* _Challenge_
Copy out, word for word, the part of the material below that opens with the line containing "Autonomous forklift vision pipeline — detect the black cooking" and closes with the line containing "0,68,216,180", including both of those lines.

* _Extracted entries_
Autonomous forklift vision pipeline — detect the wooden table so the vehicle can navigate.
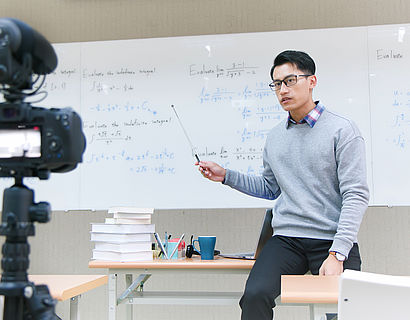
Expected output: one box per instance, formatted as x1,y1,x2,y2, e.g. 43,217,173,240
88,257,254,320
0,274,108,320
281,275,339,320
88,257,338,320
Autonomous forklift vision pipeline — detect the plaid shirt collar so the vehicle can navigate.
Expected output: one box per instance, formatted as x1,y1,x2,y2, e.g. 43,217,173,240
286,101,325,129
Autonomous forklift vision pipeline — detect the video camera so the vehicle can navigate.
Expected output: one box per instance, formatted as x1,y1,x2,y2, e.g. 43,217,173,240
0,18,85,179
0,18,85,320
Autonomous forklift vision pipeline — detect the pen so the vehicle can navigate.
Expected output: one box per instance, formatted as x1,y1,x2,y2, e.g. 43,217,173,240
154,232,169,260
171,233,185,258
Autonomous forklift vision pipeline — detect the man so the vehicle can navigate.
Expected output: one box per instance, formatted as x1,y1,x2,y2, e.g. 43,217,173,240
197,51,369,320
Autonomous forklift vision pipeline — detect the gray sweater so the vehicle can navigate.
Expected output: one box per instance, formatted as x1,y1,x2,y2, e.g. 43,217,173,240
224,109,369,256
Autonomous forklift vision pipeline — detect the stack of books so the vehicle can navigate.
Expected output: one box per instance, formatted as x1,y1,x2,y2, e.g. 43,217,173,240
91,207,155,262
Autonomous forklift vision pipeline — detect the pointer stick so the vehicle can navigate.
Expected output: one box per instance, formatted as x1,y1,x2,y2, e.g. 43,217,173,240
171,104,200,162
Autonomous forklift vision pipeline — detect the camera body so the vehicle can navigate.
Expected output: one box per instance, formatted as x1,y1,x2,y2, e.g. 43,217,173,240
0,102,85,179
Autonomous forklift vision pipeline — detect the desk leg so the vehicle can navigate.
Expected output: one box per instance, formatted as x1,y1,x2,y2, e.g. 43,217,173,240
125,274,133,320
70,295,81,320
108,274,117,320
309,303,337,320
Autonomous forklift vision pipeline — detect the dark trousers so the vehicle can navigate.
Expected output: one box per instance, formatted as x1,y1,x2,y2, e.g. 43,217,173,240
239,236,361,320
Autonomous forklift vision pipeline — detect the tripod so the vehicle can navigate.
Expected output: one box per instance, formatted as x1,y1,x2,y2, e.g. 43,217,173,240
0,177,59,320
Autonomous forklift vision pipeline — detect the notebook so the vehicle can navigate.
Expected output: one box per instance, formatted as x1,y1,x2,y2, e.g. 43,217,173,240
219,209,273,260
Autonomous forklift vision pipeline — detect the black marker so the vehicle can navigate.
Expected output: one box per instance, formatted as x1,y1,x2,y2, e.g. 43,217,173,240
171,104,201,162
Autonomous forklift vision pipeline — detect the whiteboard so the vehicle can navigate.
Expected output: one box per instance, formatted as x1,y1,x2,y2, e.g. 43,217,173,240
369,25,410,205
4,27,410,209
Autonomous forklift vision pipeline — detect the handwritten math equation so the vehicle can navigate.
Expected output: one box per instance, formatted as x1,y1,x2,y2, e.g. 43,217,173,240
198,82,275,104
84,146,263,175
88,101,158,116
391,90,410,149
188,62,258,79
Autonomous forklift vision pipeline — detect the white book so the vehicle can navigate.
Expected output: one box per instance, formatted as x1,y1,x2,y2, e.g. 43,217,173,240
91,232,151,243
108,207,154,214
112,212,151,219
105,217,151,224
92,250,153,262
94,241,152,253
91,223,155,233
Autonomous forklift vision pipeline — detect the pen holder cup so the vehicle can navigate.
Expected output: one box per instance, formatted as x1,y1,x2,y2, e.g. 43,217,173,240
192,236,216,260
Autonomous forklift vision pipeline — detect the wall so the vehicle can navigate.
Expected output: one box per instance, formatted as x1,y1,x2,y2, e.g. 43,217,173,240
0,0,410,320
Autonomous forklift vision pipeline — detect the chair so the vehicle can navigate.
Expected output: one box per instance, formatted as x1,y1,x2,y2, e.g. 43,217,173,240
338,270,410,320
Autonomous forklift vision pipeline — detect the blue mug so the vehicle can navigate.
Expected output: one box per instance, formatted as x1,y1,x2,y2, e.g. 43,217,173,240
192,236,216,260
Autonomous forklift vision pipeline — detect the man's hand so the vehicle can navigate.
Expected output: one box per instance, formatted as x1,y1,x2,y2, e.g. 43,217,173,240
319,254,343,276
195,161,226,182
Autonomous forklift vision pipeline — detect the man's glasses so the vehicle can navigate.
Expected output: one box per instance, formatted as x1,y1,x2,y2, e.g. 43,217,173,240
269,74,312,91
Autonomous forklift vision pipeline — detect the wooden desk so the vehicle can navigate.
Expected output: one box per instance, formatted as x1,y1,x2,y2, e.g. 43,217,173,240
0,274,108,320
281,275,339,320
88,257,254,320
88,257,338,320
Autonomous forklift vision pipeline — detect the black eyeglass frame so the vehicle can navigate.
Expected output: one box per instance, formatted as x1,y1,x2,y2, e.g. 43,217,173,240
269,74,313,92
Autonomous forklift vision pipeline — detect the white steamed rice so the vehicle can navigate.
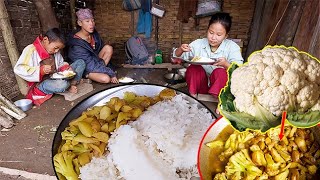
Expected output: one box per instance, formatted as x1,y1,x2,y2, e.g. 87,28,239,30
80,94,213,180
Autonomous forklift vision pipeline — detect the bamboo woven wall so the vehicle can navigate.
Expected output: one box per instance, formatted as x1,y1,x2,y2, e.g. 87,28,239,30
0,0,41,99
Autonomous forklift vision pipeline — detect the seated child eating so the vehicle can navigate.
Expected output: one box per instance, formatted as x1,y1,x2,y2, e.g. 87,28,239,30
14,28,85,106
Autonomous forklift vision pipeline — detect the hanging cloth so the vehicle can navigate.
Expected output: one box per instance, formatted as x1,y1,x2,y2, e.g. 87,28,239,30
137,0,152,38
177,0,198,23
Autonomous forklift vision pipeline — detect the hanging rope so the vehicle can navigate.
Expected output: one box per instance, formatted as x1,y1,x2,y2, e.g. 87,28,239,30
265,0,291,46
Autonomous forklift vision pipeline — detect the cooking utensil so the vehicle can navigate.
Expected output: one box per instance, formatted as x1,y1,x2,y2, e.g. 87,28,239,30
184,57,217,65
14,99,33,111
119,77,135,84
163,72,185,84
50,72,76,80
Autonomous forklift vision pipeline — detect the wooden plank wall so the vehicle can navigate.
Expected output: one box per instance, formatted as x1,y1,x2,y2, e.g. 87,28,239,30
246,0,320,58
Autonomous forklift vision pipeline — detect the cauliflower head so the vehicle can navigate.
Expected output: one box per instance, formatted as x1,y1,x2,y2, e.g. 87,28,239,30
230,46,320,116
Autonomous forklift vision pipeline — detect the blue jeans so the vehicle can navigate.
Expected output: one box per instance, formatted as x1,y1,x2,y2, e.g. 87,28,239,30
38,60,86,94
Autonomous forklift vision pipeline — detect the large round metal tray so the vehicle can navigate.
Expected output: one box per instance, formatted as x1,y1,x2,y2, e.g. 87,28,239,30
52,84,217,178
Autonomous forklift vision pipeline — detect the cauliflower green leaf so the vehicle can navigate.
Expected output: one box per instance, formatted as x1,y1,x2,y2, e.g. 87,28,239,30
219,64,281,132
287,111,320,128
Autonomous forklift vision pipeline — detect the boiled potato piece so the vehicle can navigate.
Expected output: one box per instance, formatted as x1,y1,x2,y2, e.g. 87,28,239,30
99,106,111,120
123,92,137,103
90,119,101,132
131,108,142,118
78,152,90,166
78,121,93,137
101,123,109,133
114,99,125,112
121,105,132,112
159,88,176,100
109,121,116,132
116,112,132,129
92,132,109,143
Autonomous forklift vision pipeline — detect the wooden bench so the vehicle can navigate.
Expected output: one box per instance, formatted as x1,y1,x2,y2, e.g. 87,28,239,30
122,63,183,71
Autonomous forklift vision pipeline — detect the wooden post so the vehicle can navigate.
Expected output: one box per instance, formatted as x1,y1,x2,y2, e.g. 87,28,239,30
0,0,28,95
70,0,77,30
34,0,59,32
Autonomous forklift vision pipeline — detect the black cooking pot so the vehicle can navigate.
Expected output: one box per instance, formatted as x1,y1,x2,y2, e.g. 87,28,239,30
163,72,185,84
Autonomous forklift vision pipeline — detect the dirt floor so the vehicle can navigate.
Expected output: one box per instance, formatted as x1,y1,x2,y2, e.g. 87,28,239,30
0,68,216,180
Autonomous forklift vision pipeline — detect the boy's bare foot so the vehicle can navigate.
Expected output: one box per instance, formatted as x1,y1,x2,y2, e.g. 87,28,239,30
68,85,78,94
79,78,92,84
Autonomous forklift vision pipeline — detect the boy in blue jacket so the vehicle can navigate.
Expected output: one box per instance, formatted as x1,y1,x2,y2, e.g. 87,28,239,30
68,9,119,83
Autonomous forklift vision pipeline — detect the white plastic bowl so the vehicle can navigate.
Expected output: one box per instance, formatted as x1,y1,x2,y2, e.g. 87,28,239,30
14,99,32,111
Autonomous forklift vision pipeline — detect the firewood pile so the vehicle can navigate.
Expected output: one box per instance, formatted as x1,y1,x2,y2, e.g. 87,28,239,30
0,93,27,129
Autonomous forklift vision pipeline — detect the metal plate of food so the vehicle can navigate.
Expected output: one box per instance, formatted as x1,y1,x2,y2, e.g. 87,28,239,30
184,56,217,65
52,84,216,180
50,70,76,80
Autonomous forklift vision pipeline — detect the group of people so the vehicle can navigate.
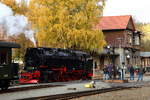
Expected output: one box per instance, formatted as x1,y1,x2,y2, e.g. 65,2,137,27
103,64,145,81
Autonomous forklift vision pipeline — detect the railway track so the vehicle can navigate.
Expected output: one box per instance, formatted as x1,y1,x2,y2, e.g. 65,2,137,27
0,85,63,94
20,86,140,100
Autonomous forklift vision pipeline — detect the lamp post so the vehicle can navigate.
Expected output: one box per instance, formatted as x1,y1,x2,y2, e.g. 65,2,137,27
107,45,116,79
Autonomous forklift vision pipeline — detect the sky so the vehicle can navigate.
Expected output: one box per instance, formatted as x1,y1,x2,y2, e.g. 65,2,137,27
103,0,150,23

--

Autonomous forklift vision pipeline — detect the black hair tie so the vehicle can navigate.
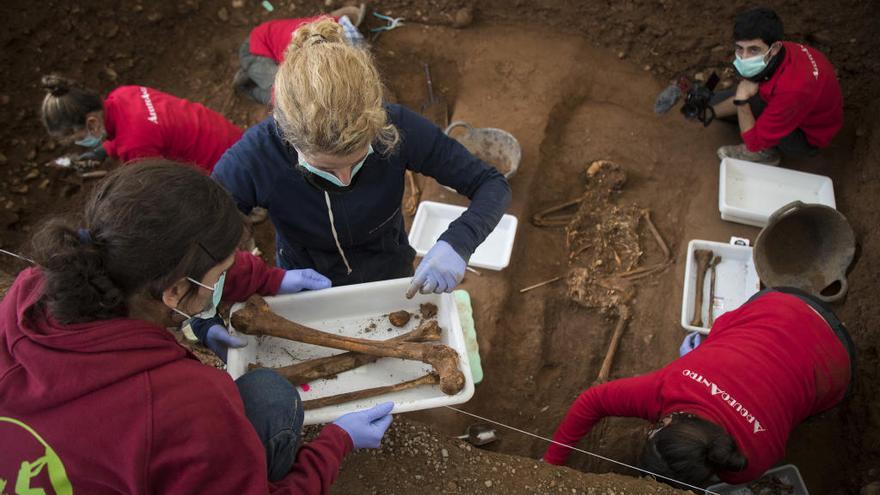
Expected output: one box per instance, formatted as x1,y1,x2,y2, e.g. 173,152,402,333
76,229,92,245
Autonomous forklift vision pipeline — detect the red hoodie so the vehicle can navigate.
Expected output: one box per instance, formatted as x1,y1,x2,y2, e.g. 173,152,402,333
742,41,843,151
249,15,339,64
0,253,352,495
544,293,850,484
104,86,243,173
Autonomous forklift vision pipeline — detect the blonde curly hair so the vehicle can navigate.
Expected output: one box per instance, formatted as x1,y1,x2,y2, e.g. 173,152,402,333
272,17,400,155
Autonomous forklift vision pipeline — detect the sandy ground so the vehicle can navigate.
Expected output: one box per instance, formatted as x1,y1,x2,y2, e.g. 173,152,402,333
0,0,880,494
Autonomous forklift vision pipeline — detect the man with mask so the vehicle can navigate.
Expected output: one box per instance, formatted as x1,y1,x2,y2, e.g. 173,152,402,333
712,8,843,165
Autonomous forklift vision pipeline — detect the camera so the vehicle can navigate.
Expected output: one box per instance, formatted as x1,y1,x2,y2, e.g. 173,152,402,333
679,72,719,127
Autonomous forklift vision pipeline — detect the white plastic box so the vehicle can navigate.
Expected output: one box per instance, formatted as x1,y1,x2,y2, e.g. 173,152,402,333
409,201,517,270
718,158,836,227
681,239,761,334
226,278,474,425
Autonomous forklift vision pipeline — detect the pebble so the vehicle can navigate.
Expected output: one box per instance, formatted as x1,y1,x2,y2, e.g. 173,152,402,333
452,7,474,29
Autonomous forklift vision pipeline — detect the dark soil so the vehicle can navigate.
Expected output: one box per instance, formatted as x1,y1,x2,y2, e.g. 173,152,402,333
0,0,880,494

---

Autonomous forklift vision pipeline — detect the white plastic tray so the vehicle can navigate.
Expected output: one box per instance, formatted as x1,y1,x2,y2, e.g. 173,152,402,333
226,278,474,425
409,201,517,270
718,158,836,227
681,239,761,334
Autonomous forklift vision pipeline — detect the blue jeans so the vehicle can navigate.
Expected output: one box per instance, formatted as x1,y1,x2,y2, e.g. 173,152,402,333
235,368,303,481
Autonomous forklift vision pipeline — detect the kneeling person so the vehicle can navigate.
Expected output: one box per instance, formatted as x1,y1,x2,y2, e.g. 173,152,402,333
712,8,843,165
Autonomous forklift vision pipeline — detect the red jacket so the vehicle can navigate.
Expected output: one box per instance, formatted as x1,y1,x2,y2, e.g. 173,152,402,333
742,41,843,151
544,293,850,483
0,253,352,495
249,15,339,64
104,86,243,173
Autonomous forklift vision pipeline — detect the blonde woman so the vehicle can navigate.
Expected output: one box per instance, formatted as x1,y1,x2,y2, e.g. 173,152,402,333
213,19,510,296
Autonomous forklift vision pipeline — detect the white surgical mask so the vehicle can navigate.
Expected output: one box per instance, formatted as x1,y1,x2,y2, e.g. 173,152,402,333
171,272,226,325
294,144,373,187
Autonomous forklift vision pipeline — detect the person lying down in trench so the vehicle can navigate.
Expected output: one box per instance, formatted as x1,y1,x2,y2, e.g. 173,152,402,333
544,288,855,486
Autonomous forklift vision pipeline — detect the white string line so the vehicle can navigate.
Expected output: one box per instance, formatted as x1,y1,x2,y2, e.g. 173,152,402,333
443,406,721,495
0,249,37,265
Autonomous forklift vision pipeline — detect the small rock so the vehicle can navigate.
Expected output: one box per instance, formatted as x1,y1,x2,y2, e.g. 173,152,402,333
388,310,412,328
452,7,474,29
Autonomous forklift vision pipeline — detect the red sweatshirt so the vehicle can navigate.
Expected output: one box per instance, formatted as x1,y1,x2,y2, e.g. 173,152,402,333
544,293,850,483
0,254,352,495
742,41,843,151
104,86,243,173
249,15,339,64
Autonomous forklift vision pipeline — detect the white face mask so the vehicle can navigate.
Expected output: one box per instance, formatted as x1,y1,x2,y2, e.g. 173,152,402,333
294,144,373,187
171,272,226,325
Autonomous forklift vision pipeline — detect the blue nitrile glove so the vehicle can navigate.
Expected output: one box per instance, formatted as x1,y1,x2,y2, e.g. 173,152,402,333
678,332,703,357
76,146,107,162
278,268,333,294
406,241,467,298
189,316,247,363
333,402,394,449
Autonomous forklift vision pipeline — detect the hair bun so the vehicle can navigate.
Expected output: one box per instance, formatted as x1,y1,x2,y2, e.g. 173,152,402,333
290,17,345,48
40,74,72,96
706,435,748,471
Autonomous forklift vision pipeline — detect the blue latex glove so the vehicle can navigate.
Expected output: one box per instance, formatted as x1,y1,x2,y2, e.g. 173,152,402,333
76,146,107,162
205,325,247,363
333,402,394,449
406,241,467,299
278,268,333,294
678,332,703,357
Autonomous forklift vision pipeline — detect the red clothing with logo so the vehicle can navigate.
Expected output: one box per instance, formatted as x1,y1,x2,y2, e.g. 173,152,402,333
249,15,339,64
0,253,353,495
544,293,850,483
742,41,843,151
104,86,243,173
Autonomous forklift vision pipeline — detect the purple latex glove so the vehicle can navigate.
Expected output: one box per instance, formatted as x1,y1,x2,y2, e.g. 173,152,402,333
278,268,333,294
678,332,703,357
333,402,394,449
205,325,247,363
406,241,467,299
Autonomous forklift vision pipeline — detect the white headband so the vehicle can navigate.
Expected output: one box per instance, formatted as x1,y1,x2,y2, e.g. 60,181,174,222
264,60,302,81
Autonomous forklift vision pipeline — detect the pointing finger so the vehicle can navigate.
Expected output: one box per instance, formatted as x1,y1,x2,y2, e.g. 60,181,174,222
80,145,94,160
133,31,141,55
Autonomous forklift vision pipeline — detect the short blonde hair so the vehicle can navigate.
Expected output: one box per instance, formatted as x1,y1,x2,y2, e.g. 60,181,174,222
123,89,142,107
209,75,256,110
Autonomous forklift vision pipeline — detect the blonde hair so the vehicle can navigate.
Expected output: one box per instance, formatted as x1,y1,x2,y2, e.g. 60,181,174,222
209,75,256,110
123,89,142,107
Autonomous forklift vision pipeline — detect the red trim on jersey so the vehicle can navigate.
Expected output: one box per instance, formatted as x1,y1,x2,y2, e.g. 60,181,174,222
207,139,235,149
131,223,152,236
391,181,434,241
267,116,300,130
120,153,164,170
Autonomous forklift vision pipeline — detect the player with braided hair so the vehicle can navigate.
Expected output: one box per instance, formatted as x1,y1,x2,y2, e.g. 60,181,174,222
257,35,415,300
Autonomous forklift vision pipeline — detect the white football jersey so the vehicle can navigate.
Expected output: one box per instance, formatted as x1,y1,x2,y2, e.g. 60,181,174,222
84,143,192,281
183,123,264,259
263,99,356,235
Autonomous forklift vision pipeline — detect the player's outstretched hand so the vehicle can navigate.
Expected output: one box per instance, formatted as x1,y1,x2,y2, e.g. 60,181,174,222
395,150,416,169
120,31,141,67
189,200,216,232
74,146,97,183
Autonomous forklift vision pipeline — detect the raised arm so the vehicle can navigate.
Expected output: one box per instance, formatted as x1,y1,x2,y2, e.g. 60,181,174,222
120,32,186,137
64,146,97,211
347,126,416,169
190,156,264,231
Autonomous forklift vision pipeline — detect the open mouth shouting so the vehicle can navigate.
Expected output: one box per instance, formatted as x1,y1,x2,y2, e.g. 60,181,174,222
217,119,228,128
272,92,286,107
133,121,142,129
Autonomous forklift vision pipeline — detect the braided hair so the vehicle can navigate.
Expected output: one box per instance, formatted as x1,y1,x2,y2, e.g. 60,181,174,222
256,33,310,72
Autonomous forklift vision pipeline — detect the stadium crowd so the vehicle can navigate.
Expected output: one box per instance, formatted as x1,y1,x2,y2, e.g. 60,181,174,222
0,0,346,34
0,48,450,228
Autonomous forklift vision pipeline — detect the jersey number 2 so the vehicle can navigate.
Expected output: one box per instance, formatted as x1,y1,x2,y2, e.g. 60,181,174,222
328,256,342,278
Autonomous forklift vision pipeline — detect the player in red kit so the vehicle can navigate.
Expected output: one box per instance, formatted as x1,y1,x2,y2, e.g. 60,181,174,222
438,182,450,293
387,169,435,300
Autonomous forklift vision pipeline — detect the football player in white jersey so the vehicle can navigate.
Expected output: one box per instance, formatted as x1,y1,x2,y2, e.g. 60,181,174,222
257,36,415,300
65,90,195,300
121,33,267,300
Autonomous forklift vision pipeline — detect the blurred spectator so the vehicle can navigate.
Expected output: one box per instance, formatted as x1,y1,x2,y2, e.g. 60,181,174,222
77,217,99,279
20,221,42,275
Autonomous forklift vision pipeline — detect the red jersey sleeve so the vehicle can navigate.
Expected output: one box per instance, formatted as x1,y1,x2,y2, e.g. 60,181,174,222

* _Solved problem_
Autonomous forklift vision pipeline — detect the black cooking pot so the vehicle can navigate.
Expected output: one box per instance, formatted as x1,y1,x2,y2, e.g. 87,28,239,30
163,72,185,84
Autonomous forklift vision pipeline — detect the dirt floor so the vehicle can navigate.
Expected output: one box per instance, formatted as x1,y1,x2,y2, e.g. 87,28,239,30
0,68,216,180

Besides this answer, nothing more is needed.